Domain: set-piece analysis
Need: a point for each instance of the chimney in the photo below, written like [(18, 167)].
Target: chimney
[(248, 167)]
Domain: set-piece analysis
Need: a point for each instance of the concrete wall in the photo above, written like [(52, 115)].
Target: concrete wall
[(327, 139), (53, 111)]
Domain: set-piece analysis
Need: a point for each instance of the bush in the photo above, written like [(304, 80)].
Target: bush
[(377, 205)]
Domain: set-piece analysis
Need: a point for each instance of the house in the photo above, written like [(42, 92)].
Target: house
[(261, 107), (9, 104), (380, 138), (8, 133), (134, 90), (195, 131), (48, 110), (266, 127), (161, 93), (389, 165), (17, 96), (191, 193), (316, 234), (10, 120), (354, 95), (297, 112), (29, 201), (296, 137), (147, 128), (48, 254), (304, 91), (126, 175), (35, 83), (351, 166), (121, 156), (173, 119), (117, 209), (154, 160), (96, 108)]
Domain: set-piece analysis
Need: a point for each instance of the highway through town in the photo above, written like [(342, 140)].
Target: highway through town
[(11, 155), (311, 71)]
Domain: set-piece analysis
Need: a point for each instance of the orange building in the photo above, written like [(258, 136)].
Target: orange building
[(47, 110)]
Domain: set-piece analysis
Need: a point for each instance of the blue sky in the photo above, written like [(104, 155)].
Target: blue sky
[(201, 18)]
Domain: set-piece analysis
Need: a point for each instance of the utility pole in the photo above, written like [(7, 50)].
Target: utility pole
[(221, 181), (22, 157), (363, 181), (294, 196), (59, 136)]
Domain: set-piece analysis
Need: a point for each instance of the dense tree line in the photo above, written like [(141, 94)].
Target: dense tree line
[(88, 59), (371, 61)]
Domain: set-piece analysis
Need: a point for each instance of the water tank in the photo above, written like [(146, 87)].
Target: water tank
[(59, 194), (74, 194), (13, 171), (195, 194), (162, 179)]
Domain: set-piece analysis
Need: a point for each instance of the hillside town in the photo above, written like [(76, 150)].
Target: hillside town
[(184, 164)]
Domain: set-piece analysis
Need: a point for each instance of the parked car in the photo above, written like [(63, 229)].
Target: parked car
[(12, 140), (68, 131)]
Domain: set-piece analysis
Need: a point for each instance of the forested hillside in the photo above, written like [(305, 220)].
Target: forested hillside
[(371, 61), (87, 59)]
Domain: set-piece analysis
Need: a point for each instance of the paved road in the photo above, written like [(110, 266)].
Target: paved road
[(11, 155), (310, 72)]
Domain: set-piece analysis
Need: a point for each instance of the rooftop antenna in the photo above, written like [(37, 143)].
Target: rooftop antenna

------------------------

§ EXERCISE DETAILS: Up to and including the line containing "Need: a point for each instance of the house", please write out the listing exactly, starting from its first line.

§ TASK OUTPUT:
Domain: set-piece analysis
Need: a point for each instance of the chimney in the photo below, written like [(18, 167)].
Target: chimney
[(248, 167)]
Domain: set-piece analysis
Need: a point for each instance of the concrete wall in the photo above, written like [(52, 115)].
Target: concrete wall
[(327, 139), (53, 111)]
Domain: set-piece analysis
Need: a point for each instance of the bush in the photo above, written like [(304, 80)].
Target: bush
[(377, 205)]
Domain: set-piece analysis
Need: a point for each instance of the house in the photo above, written like [(42, 92)].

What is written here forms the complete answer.